| Given instruction |
Edit the data below, changing each occurrence of "white wall" to "gray wall" and leaving everything else as it is.

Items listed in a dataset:
+++
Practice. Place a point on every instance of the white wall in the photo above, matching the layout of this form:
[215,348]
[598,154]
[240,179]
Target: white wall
+++
| Full output |
Practice. Place a point on every instance of the gray wall in the photo above, matching the layout of this form:
[215,348]
[598,154]
[240,179]
Target: gray wall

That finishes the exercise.